# 課題 1:
霊長類脳への遺伝子導入技術の研究概要を読み、次の問いに答えよ。
(a) 共同研究機関として挙げられている機関は何か。
(b) ヒトに近縁な動物として、外来遺伝子を導入する対象とされているのは何か。
(c) 成果の要約で、本研究成果が資するとされている二つのことは何か。
# 課題 2:
霊長類脳への遺伝子導入技術の研究概要を、最後の文の後から書き継げ。

# 対象テキスト:
ウイルスベクターを用いた非侵襲的な霊長類脳への遺伝子導入技術の開発

キーワード

ウイルスベクター、経頭蓋集束超音波照射、脳、遺伝子導入、霊長類

共同研究機関

HM CINAC

研究背景および目的

本研究プロジェクトでは、新規ウイルスベクターとベクターデリバリーシステムの開発により、非侵襲的な霊長類脳への遺伝子導入を実現し、その技術を実用的なレベルで確立することを目的とする。そのため、ウイルスベクターの静脈内投与と、マイクロバブルおよび経頭蓋集束超音波照射(tFUS)を利用した遺伝子導入手法により、ヒトに近縁なマカクザルにおいて非侵襲的かつ特定の脳部位に選択的に外来遺伝子を導入する先端技術を開発する。

成果の要約

新規に開発したウイルスベクターが、静脈内投与により全脳レベルで神経細胞への高い遺伝子導入効率を示すことを検証するとともに、経頭蓋集束超音波照射を利用して特定の脳部位に選択的に外来遺伝子を導入する手法の開発に成功した。本研究成果は、精神・神経疾患に関わる遺伝子改変霊長類モデルの作出、および非侵襲的遺伝子治療技術の開発に資する。また、プロジェクトマネジャー型研究リーダーの輩出についても一定の成果を上げることができた。

# 参照表現データ:
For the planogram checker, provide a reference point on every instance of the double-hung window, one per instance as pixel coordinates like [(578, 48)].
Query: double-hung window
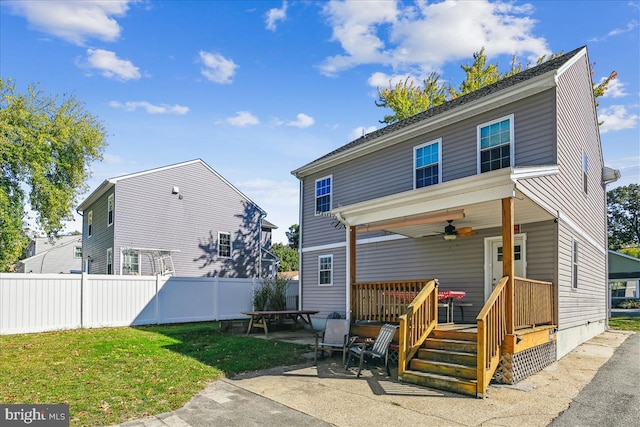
[(574, 265), (224, 245), (323, 194), (495, 144), (110, 261), (110, 204), (426, 161), (325, 270), (130, 262)]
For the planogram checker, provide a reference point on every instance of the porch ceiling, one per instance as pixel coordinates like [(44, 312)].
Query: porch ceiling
[(470, 202)]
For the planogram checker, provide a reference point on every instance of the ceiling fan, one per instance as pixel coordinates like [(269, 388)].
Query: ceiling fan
[(451, 233)]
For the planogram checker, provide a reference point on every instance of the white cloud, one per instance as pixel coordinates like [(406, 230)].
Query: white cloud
[(110, 65), (150, 108), (278, 198), (426, 36), (302, 121), (361, 131), (616, 117), (274, 15), (615, 89), (74, 21), (243, 118), (217, 68)]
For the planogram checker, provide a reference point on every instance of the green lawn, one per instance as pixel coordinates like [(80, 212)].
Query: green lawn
[(111, 375), (625, 323)]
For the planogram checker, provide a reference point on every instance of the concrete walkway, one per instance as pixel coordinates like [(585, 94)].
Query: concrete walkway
[(327, 395)]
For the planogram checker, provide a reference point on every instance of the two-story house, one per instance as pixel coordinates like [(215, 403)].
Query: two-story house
[(183, 219), (435, 196), (62, 254)]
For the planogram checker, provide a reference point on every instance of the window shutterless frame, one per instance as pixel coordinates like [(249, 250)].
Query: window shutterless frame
[(496, 147), (427, 169), (323, 194), (325, 270)]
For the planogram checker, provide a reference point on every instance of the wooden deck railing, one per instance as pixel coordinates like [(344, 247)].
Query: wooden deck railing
[(417, 323), (491, 332), (533, 303), (383, 301)]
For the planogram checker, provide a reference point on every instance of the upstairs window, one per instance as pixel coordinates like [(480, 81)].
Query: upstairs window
[(224, 245), (585, 169), (325, 270), (323, 195), (110, 203), (495, 144), (426, 161), (574, 271)]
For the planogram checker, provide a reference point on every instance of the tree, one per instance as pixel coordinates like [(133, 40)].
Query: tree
[(623, 210), (46, 146), (405, 99), (294, 236), (288, 257)]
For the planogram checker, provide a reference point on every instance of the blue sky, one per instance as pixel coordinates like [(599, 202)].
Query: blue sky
[(259, 88)]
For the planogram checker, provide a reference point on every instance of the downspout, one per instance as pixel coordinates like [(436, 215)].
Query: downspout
[(348, 272), (300, 273)]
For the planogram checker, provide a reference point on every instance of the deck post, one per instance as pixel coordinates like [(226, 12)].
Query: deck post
[(508, 263)]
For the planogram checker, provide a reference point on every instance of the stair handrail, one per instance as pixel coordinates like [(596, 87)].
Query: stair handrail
[(492, 329), (417, 323)]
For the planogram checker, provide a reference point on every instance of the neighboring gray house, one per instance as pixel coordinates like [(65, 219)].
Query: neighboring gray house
[(435, 195), (183, 219), (624, 276), (62, 254)]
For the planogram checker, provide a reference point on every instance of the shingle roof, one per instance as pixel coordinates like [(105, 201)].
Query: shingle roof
[(503, 84)]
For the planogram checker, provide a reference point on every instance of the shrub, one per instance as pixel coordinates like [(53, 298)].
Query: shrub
[(271, 295)]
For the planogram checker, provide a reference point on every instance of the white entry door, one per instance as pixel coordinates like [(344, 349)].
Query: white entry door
[(493, 260)]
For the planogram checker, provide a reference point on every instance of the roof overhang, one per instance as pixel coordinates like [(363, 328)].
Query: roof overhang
[(472, 201), (495, 100)]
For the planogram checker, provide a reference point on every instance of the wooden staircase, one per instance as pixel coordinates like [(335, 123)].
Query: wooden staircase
[(447, 361)]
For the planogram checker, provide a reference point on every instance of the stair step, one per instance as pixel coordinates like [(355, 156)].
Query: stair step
[(453, 345), (453, 334), (460, 357), (444, 368), (441, 382)]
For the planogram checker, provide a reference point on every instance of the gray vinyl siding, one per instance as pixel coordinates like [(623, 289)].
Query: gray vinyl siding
[(326, 299), (390, 170), (148, 215), (588, 302), (101, 238), (458, 265)]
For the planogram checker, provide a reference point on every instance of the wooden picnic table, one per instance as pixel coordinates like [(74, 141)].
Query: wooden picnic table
[(261, 319)]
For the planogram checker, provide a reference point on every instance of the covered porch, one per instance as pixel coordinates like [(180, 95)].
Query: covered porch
[(516, 313)]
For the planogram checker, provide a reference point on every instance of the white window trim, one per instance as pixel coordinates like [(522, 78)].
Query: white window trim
[(512, 150), (439, 163), (330, 256), (315, 195), (110, 204), (109, 257), (230, 245), (575, 263), (122, 262)]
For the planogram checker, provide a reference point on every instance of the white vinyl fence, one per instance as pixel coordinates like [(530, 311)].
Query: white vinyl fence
[(47, 302)]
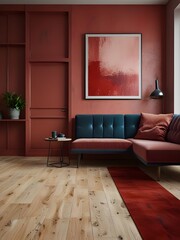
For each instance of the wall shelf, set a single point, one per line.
(12, 120)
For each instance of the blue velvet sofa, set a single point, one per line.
(115, 134)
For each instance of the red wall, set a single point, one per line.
(169, 98)
(148, 20)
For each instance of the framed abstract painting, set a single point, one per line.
(113, 66)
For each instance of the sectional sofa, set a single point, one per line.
(153, 138)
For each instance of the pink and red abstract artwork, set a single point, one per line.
(113, 66)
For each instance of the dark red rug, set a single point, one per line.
(155, 211)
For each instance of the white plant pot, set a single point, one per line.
(14, 113)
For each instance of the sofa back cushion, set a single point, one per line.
(173, 134)
(131, 122)
(153, 126)
(99, 126)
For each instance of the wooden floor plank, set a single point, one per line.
(39, 202)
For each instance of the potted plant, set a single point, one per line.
(15, 103)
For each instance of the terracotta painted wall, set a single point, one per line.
(148, 20)
(169, 98)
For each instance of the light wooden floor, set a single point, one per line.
(39, 202)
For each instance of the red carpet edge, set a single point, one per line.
(154, 210)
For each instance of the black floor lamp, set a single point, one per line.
(157, 93)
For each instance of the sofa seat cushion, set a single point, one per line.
(101, 143)
(156, 151)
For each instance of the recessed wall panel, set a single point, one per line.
(48, 85)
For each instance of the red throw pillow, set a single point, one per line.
(153, 126)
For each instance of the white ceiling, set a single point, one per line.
(83, 1)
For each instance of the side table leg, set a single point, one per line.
(49, 153)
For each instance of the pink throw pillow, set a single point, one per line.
(153, 126)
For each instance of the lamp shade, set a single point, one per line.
(157, 93)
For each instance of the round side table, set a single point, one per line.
(61, 162)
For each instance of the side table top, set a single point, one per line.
(58, 139)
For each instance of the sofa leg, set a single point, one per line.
(158, 173)
(79, 160)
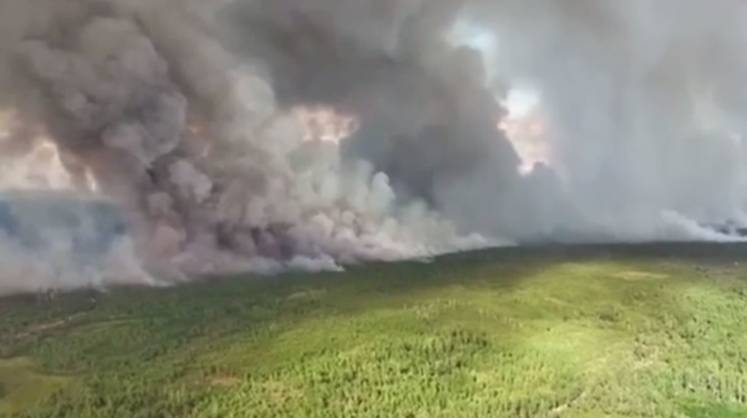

# 解答 1:
(a) HM CINACである。
(b) マカクザルである。
(c) 精神・神経疾患に関わる遺伝子改変霊長類モデルの作出と、非侵襲的遺伝子治療技術の開発である。

# 解答 2:
今後の展望

今後は、経頭蓋集束超音波照射による脳組織への損傷を抑制するとともに、ターゲットニューロン群へのより効果的かつ効率的な外来遺伝子導入技術を確立するため、ベクターデリバリーシステムの最適化を検討し、早期の論文化を目指す。

関連写真・図

新規ウイルスベクターの静脈内投与による新生児サル脳への遺伝子導入
ウイルスベクターの静脈内投与とtFUSを併用した成体サル脳への遺伝子導入

代表者情報

高田昌彦

代表者氏名:高田昌彦
所属部局名:霊長類研究所
自己紹介:京都大学医学博士。カナダや米国で研究生活を送ったのち、京都大学大学院医学研究科、東京都神経科学総合研究所(現東京都医学総合研究所)を経て、2009年より京都大学霊長類研究所教授。専門は大脳皮質―大脳基底核連関、パーキンソン病。座右の銘は乾坤一擲。